Task to carry out: A verbatim copy of every record is needed.

· · · · ·

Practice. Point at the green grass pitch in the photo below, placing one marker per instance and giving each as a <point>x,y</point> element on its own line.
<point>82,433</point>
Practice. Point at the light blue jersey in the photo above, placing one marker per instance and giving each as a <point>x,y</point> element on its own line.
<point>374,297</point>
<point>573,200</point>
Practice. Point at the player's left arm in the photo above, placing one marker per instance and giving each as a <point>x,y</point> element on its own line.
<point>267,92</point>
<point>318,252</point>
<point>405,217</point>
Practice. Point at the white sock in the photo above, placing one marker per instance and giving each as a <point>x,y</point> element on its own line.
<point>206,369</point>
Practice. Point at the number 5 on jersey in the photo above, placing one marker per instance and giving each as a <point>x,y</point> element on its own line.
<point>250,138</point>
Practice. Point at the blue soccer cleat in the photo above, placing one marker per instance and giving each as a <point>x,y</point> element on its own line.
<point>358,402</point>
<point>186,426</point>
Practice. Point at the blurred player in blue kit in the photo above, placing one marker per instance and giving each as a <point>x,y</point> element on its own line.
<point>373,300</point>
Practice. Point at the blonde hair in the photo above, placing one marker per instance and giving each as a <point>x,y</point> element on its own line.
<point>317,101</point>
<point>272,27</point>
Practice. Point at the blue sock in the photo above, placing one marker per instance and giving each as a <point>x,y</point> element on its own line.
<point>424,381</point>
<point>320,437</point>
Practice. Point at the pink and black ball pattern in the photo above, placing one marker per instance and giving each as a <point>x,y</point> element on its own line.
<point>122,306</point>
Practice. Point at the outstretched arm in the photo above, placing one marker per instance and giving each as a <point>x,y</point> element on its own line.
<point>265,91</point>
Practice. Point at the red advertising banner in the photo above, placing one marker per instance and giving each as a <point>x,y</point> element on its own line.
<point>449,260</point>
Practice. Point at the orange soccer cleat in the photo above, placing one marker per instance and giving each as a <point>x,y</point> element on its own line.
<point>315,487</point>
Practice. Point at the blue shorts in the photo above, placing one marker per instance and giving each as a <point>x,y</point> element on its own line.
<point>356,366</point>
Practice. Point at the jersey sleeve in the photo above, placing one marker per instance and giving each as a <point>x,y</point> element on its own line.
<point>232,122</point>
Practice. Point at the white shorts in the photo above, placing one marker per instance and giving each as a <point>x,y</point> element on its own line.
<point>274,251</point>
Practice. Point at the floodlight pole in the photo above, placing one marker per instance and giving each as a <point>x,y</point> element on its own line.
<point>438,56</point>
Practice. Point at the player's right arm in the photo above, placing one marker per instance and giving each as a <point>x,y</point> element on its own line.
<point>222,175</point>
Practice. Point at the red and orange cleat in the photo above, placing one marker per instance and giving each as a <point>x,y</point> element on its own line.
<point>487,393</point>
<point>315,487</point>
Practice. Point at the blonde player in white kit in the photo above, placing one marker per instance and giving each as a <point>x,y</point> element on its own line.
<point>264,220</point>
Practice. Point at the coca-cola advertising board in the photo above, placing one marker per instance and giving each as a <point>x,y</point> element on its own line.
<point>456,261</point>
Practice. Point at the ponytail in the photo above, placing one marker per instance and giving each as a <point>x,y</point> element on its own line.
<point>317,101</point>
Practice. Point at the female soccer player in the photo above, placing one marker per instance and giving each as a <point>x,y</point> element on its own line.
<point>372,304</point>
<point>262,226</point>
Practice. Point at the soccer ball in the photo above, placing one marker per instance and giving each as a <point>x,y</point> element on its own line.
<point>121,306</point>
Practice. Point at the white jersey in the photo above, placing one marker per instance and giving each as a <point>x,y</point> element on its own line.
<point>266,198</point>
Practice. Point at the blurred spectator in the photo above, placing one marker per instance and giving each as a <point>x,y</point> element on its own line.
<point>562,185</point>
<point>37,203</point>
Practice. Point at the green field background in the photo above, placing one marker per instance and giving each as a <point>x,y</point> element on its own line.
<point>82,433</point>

· · · · ·

Solution to this task:
Practice. Point at the green grass pitch in the photo below, placing one marker per instance and giving each as a <point>x,y</point> element on its own line.
<point>82,433</point>
Practice. Point at the light blue jersey in the photo above, placing one marker per instance and giving each as a <point>x,y</point> element on its own line.
<point>374,297</point>
<point>573,200</point>
Practice. Point at the player's left arm in the photo above, placing one marker per instance and giving each as a <point>x,y</point> element on its own line.
<point>267,92</point>
<point>318,252</point>
<point>405,217</point>
Practice. Point at the white sock in the photo above, placing one marker per instance and giving each as a <point>x,y</point> element on its own line.
<point>206,369</point>
Practice. Point at the number 5 on jersey in the photo above, placing one marker per instance and giving each as a <point>x,y</point> element on its own line.
<point>250,138</point>
Practice. Point at the blue soccer cleat in the photo above, placing one marker per instance and giving each as a <point>x,y</point> element on its own line.
<point>358,402</point>
<point>186,426</point>
Practice. Point at the blurred player in blue kit in the photo above, placing one marker per instance and giving each as a <point>x,y</point> element on its own line.
<point>373,300</point>
Practice. Point at the blonde hair in the photo above, placing one marker per instance and giving each as a <point>x,y</point> element on its own line.
<point>317,101</point>
<point>272,27</point>
Practice. Point at the blue sock in the photo above, placing one marker per instance and giving each as a <point>x,y</point> element on its own line.
<point>424,381</point>
<point>320,437</point>
Practice. Point at the pink and black ball pattern in the photo above, placing one marker per instance and giving each as a <point>x,y</point> element on its own line.
<point>122,306</point>
Practice. Point at the outstretched arm in the photo above, placing one marker per instance and giving each as a <point>x,y</point> element on its own line.
<point>265,91</point>
Practice. Point at the red advertising banner in the photo above, placing one marker per instance and giving each as a <point>x,y</point> element on its own line.
<point>449,260</point>
Practice. Point at the orange soccer cleat in the photo above, placing one marker per instance and giving each as a <point>x,y</point> element on its own line.
<point>315,487</point>
Practice. Point at the blue shorts in the photo above, placing one marker per instance and giving each as a <point>x,y</point> element on its own line.
<point>356,366</point>
Practice. Point at the jersey sleeve in the photo above, placing one marker per instance and giving each as a <point>x,y</point> element on its own line.
<point>232,122</point>
Practice. Point at the white shorts in the photo above, placing one marker per instance and giving each as a <point>x,y</point> element on its own line.
<point>274,251</point>
Practice. Point at the floodlight pole in the photo above, placing one marker per instance and giving each as a <point>x,y</point> element on its own line.
<point>438,56</point>
Practice. Point at the player's right arm in the photo above, placing one marker per instance and giving each as a <point>x,y</point> element on its own line.
<point>222,175</point>
Practice. Point at the red and orange cleat in the photo above, placing one marker per instance and giving each as a <point>x,y</point> element on its own line.
<point>487,393</point>
<point>315,487</point>
Practice. Point at the blonde player in white kit in the photo above, placing one marker per instance and giving each as a <point>x,y</point> element on its own line.
<point>264,220</point>
Practice. Point at the coca-cola advertising board in the photo above, placing one marker per instance and giving each as a <point>x,y</point> element on its own line.
<point>456,261</point>
Practice. Point at the ponytail in the photo above, placing one marker per instance and giving each as a <point>x,y</point> element on its own line.
<point>317,101</point>
Practice. Point at the female soccer player in the photo above, placing one marker per instance and giving each as a <point>x,y</point> element on its own line.
<point>372,304</point>
<point>262,226</point>
Practice. Point at the soccer ball in the photo above, placing one marker per instance and giving each as a <point>x,y</point> element on its own line.
<point>121,306</point>
Practice. Point at the white jersey in the photo above, placing one marker per instance and giving each as a <point>x,y</point> element on its own line.
<point>266,198</point>
Practice. Point at the blurred spectator in the photo above, placing one marker per instance and giving each as a <point>x,y</point> element on its own line.
<point>562,185</point>
<point>37,203</point>
Practice. Point at the green field background in the photo above, placing one marker per instance and giving each as a <point>x,y</point> element on its own line.
<point>82,433</point>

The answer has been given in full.